- [What is being asked]:
Restate all data exactly. No images.

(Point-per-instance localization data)

==*==

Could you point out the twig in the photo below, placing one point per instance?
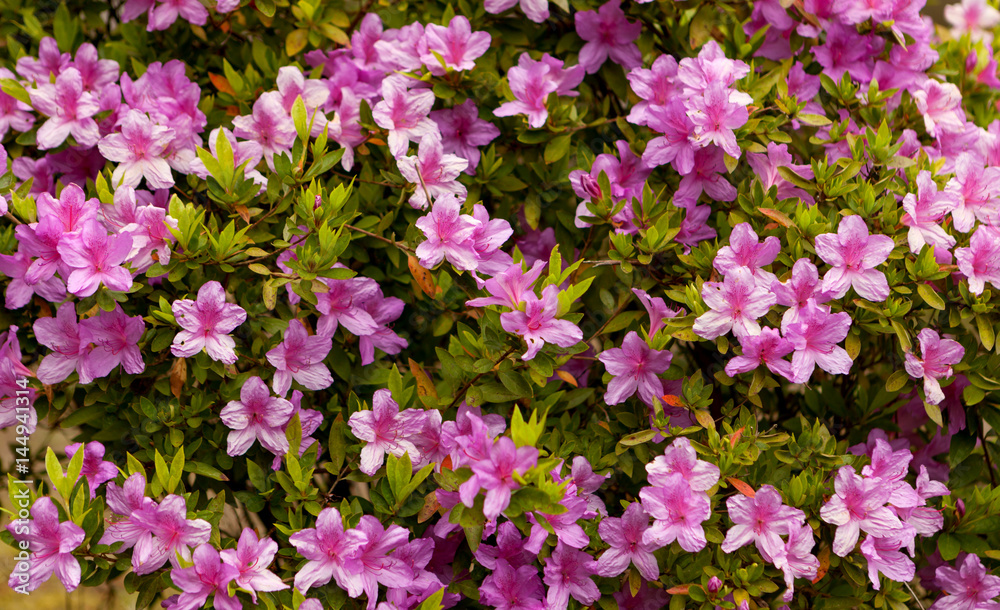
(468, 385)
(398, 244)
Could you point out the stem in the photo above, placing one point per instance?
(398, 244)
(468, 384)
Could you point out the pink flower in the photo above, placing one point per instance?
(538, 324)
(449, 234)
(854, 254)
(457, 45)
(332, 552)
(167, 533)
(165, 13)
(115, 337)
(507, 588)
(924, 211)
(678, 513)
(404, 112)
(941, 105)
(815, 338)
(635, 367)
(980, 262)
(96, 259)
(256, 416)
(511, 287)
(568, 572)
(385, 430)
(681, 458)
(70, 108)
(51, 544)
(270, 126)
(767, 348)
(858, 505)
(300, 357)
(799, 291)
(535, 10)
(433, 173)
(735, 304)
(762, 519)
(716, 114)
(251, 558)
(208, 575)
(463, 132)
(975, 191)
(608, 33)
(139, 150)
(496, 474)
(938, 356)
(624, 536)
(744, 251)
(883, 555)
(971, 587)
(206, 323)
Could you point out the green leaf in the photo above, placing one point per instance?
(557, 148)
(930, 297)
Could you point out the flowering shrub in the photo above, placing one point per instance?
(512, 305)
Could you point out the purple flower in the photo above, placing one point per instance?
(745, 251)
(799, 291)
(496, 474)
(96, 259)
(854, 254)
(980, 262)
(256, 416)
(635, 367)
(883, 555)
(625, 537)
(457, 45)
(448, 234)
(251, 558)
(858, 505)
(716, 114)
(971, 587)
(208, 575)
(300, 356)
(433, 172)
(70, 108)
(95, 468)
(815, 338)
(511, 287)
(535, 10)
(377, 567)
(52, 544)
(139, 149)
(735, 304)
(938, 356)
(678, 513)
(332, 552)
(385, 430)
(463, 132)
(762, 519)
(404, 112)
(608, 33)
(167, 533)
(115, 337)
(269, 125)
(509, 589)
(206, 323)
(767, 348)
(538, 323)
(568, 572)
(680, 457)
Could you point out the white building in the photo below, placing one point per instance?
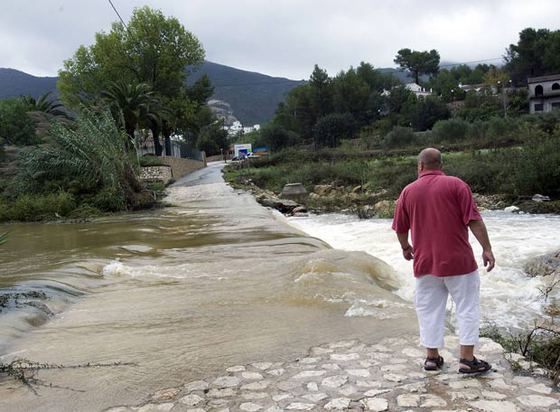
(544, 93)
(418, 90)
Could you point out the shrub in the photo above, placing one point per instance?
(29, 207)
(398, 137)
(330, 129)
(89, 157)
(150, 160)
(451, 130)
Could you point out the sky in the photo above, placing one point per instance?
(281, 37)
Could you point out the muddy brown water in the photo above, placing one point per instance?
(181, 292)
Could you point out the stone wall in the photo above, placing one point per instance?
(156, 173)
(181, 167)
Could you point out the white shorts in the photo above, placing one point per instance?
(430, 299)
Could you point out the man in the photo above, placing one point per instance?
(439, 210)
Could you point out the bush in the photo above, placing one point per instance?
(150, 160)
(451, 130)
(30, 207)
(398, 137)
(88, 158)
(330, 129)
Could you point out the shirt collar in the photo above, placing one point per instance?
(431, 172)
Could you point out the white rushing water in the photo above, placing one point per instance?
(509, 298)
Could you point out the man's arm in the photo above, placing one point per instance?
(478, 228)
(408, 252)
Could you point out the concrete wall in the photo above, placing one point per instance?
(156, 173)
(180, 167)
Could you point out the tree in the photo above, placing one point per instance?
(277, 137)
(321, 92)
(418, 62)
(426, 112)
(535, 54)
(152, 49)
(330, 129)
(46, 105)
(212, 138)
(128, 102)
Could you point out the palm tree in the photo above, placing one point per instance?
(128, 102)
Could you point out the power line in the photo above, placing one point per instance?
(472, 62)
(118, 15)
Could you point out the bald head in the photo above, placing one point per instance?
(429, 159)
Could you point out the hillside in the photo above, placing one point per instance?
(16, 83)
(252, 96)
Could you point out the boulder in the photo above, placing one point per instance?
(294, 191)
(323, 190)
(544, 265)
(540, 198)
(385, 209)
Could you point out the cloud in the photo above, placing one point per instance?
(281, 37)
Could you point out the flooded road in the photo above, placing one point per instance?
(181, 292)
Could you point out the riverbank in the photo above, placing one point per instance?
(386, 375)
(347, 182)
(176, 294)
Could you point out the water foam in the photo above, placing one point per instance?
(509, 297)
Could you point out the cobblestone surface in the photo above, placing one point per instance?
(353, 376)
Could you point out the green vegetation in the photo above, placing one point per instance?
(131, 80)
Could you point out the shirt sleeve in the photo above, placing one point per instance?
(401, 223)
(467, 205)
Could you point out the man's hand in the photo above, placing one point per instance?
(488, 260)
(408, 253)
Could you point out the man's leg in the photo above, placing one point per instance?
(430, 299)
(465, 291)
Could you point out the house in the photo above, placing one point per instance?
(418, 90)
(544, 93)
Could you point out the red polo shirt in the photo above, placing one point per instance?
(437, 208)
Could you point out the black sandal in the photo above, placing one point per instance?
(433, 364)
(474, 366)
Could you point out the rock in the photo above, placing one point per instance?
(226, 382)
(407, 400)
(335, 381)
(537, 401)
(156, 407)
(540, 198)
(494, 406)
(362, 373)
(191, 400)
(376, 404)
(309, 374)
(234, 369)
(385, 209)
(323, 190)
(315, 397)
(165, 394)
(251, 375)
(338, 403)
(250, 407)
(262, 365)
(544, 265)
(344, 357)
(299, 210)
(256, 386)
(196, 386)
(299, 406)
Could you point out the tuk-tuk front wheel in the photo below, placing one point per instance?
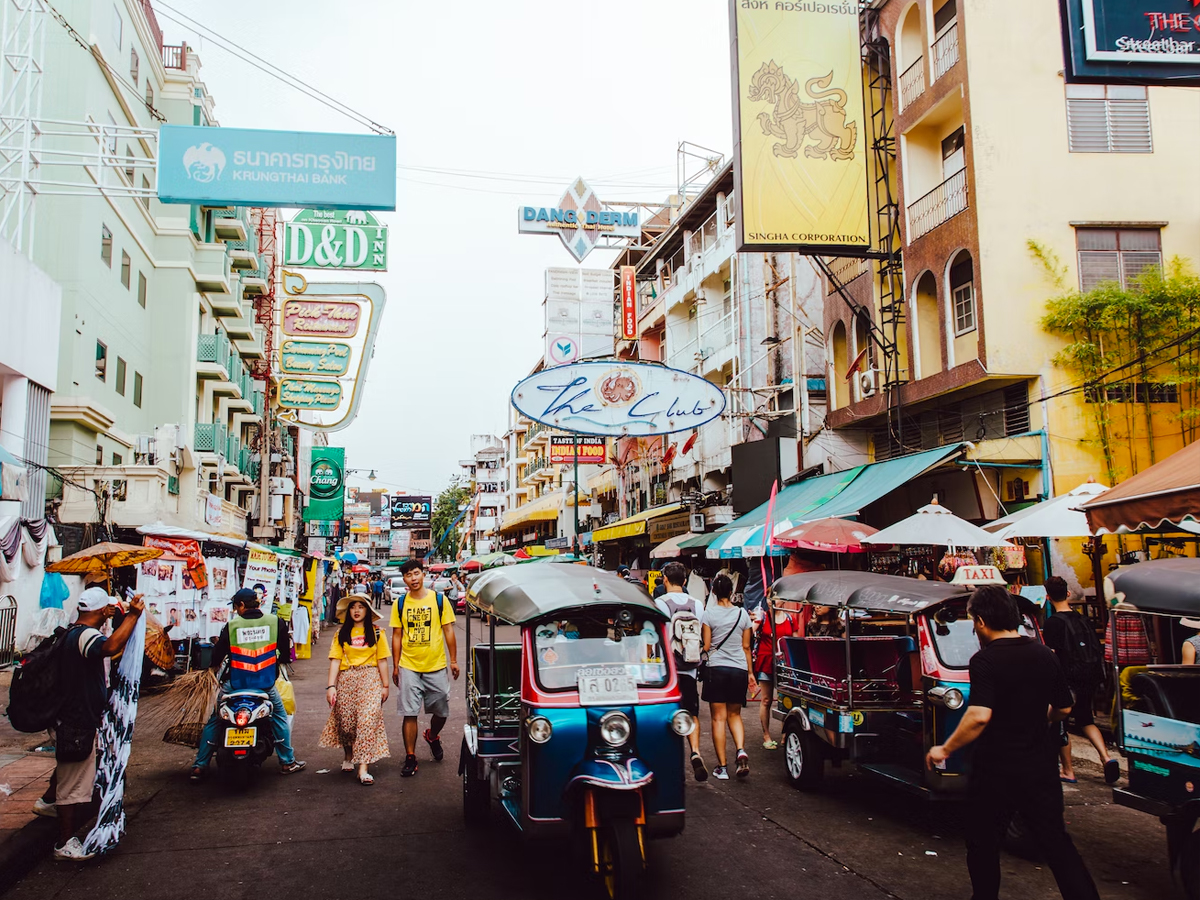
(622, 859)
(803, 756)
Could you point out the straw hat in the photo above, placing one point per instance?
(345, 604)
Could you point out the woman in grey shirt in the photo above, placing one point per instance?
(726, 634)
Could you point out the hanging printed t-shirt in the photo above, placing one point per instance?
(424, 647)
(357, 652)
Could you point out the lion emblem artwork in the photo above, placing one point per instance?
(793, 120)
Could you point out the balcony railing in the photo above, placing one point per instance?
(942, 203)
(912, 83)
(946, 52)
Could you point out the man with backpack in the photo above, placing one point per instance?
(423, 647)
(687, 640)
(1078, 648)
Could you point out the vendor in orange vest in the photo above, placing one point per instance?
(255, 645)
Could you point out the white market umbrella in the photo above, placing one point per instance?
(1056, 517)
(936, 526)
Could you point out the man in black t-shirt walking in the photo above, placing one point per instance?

==*==

- [Completed exercise]:
Could you point out the twig in the photo below, placing one point per instance?
(468, 385)
(398, 244)
Could you point out the stem in the photo above, placing one point per instance?
(398, 244)
(468, 384)
Could you point out the pink flower in the photo above, placing one point per instance?
(538, 324)
(449, 234)
(854, 254)
(457, 45)
(332, 552)
(167, 533)
(165, 13)
(115, 337)
(507, 588)
(924, 211)
(678, 513)
(404, 112)
(941, 105)
(815, 338)
(635, 367)
(980, 262)
(96, 259)
(256, 416)
(511, 287)
(568, 572)
(385, 430)
(681, 458)
(70, 108)
(51, 544)
(270, 126)
(767, 348)
(858, 505)
(300, 357)
(799, 291)
(535, 10)
(433, 173)
(735, 304)
(762, 519)
(716, 114)
(251, 558)
(208, 575)
(463, 132)
(975, 191)
(608, 33)
(139, 150)
(496, 474)
(938, 356)
(624, 536)
(744, 251)
(883, 555)
(971, 587)
(206, 323)
Could you point out the green leaf in the photo above, placing one point per instance?
(557, 148)
(930, 297)
Could you point out the flowering shrub in the photo above, placing one point per instance?
(512, 305)
Could you point out the purple flower in the photo above, placing one point per instance?
(745, 251)
(799, 291)
(496, 474)
(96, 259)
(854, 254)
(980, 262)
(256, 416)
(635, 367)
(883, 555)
(625, 537)
(457, 45)
(448, 234)
(251, 558)
(858, 505)
(716, 114)
(971, 587)
(208, 575)
(300, 356)
(433, 172)
(70, 108)
(95, 468)
(815, 338)
(511, 287)
(535, 10)
(377, 567)
(52, 544)
(139, 149)
(735, 304)
(938, 356)
(678, 513)
(332, 552)
(385, 430)
(463, 132)
(762, 519)
(404, 112)
(608, 33)
(167, 533)
(115, 337)
(269, 125)
(509, 589)
(206, 323)
(767, 348)
(538, 323)
(568, 572)
(680, 457)
Could you point out the white building in the photo below, placing one point per instance?
(544, 93)
(418, 90)
Could you point out the shrub in the photo above, placing one point per instance?
(29, 207)
(398, 137)
(330, 129)
(89, 157)
(150, 160)
(451, 130)
Could you point out the sky in the photo above, placing one point per instance?
(281, 37)
Could you point out the muddy brown water in the photo above, placing one point per instance?
(181, 292)
Could you point out the stone wall in the photo above, placing one point per instance?
(156, 173)
(181, 167)
Could you point out the white shorts in the photo above, placing one point per instance?
(430, 299)
Could you point out the man in the photo above, placing one point per instance?
(439, 210)
Could you point out the bush in the photo above, placing one point per instance?
(150, 160)
(451, 130)
(30, 207)
(398, 137)
(88, 158)
(330, 129)
Could you point out the shirt collar in the photo above, placing one point per instance?
(431, 172)
Could you point out the white rushing water in the photo above, placing one point per instance?
(509, 298)
Could you point out the man's arm in the photo above, placing one point per instance?
(478, 228)
(408, 252)
Could you point out the concrete wall in the photo above, placing one point per instance?
(156, 173)
(180, 167)
Could you point out the tree in the photo above, placing one point per instance?
(277, 137)
(321, 92)
(418, 62)
(426, 112)
(535, 54)
(152, 49)
(330, 129)
(46, 105)
(212, 138)
(128, 102)
Could you point out the palm tree in the photo above, placing one point per instance?
(128, 102)
Could you point out the power line in the photo above, placing one point per instance?
(472, 62)
(118, 15)
Could you point out the bald head in the photo above, placing one point per instance?
(429, 159)
Could you point out the hillside in the photo above, placing one point per instance?
(16, 83)
(252, 96)
Could you point out the boulder in the photo above, placing one point per instance?
(294, 191)
(323, 190)
(544, 265)
(540, 198)
(385, 209)
Could you point out the cloud in the photo above, placing one point per instance?
(281, 37)
Could you point out the flooded road in the photo above, placing one point per instance?
(181, 292)
Could you point out the riverbank in the photo above, placing one point per instance?
(386, 375)
(347, 182)
(176, 294)
Could you point out the water foam in the photo above, placing one point per instance?
(509, 297)
Could you point out the cobblestone surface in the photo above, placing one point per instance?
(353, 376)
Could you point out the green vegetation in the photo above, placing one point per instance?
(131, 80)
Could you point out the shirt sleeve in the photo above, placing one point per instance?
(401, 223)
(467, 205)
Could you point out the man's hand in the photo above, placing one point per instance?
(488, 260)
(408, 253)
Could you point out the man's leg in the photo above, placing one point per instance?
(430, 299)
(465, 291)
Could you point out the house in the photo above, placing one point per instance?
(418, 90)
(544, 93)
Could you point out the red polo shirt in the photo above, placing one point per instance?
(437, 208)
Could you point out the black sandal in the photo above, placing one point per instance?
(433, 364)
(474, 366)
Could you point out the rock in the photo above, placing one point per instance?
(226, 382)
(407, 400)
(335, 381)
(537, 401)
(156, 407)
(540, 198)
(494, 406)
(362, 373)
(191, 400)
(376, 404)
(309, 374)
(234, 369)
(385, 209)
(323, 190)
(315, 397)
(165, 394)
(251, 375)
(338, 403)
(250, 407)
(262, 365)
(544, 265)
(344, 357)
(299, 210)
(256, 386)
(196, 386)
(299, 406)
Could you point out the tuk-tuk front wheel in the photo below, placing one point per instance?
(622, 859)
(803, 756)
Could you point out the straw hat in the photo above, placing one point per instance?
(345, 604)
Could you point out the woman in grey shirt in the photo above, placing one point per instance?
(726, 634)
Could you point out the hanging printed t-shirt in the photo above, placing one point per instance?
(424, 647)
(357, 652)
Could you point out the lion emblem artwork in the photo above, placing one point per instance?
(793, 120)
Could you point out the balcony railing in the photo above, placing one point per instance?
(942, 203)
(912, 83)
(946, 52)
Could you point out the man with backpack in the photo above, placing one point per instance?
(423, 647)
(687, 640)
(1078, 648)
Could you point out the vendor in orange vest in the photo above, placing one point per instance?
(255, 645)
Could you point out the white market umbrella in the photo above, placing one point per instance?
(1056, 517)
(936, 526)
Could you point out the man in black t-shirt walking in the photo above, placing one point per instance?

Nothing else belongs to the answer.